_WORK INSTRUCTION A:_ In the issue about falling positive similarity scores after fine-tuning the m3 embedding model, roughly how much data is the poster using?
_WORK INSTRUCTION B:_ Continue the issue about falling positive similarity scores in m3 embedding fine-tuning from its last sentence.

FlagOpen / FlagEmbedding

Retrieval and Retrieval-augmented LLMs
MIT License
7.32k stars 532 forks source link

m3 embedding model pos score(similarity) is getting lower #747

Closed jhyeom1545 closed 5 months ago

jhyeom1545 commented 5 months ago

I am fine-tuning the m3-base or m3-base-unsupervised. I have a question about the fine-tuning result.

I'm fine-tuning using the format of Toy Data in Unified Fine-tuning. I'm using about 200,000+ pieces of data.

However, after fine-tuning, the neg score improved (neg passage and query similarity decreased) Even after fine-tuning, the pos score did not improve, but rather decreased (the similarity between pos passage and query decreases). Can you tell me why these results are coming out?

We looked at the average similarity of 100 same queries The baai/bge-m3 model had a sim of about 0.6 and was lowered to 0.5 or 0.4 after fine-tuning.

In order to increase similarity, I tried to learn by attaching instruction, but the results were similar.

Is there a way for me to improve the similarity?

I'm applying knowledge distillation using the score of m3-reranker, and fine-tuning with the template as below.

_RECORD EXCERPTS:_
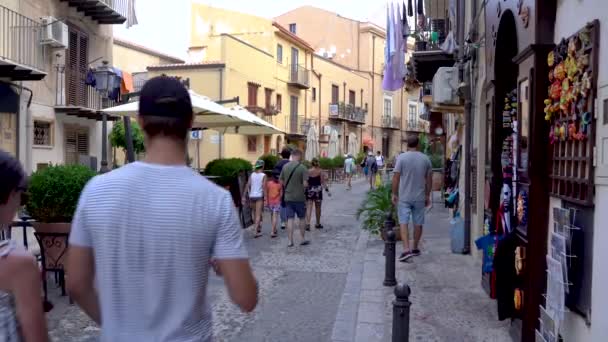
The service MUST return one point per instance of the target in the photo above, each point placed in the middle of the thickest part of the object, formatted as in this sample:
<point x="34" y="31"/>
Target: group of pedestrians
* * *
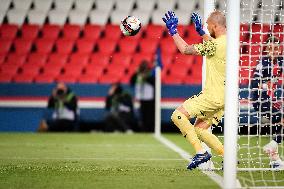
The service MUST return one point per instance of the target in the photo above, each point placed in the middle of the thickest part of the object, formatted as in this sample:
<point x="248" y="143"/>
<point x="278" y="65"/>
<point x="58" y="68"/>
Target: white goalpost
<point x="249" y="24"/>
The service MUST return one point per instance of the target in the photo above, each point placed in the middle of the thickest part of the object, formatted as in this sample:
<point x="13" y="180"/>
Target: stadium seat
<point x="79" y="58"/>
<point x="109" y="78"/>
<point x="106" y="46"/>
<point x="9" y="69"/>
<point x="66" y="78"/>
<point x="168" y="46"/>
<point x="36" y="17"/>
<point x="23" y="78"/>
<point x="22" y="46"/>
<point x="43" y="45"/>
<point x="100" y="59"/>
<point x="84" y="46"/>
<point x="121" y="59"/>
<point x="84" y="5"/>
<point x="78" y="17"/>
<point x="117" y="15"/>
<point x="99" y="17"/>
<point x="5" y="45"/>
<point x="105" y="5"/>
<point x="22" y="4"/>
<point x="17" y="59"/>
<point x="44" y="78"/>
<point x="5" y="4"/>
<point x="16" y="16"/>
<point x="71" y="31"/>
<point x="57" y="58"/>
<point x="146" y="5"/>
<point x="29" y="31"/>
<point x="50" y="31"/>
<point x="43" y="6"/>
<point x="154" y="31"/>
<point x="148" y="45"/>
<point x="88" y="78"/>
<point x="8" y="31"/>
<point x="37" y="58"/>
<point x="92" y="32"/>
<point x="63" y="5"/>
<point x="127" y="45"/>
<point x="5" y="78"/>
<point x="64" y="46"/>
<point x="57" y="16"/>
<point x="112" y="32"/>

_EXPECTED OUTPUT A:_ About 200,000+ pieces of data.

_EXPECTED OUTPUT B:_
CUDA_LAUNCH_BLOCKING=1 CUDA_VISIBLE_DEVICES=0,1,2,3,4,5,6,7 nohup torchrun --nproc_per_node 8 --master_port 29501 > './logs/train_m3_240502_score.out' \
-m FlagEmbedding.BGE_M3.run \
--deepspeed './deepspeed/ds_config.json' \
--knowledge_distillation True \
--output_dir './result/240502/' \
--model_name_or_path 'BAAI/bge-m3-unsupervised' \
--normlized True \
--temperature 0.02 \
--do_train  \
--train_data './final_split' \
--cache_path './cache' \
--per_device_train_batch_size 1 \
--query_max_len 512 \
--passage_max_len 8192 \
--small_threshold 200 \
--drop_threshold 200 \
--fp16  \
--train_group_size 8 \
--learning_rate 5e-6 \
--num_train_epochs 10 \
--negatives_cross_device True \
--logging_steps 10 \
--warmup_ratio 0.1 \
--weight_decay 0.01 \
--overwrite_output_dir True \
--gradient_checkpointing \
--save_strategy 'steps' \
--save_steps 424 \
--save_total_limit 30 \
--sentence_pooling_method cls \
--same_task_within_batch True \
--shuffle_ratio 0.002 \
--enable_sub_batch True \
--unified_finetuning True \
--use_self_distill True &
ngothanhnam0910 commented 5 months ago

@jhyeom1545 Hi, I want to ask you that: when you using the score of m3-reranker for finetune ,Do you normalize the scores of the reranker to (0,1) before finetune?

staoxiao commented 5 months ago

@jhyeom1545 , It could be that there is noise in your data, i.e. wrong positive and negative samples. You can try to filter the training data.

staoxiao commented 5 months ago

@ngothanhnam0910 , the normalized scores are not appropriate for fine-tuning because the distribution is too smoothed after softmax. You should use the scores before normalizing.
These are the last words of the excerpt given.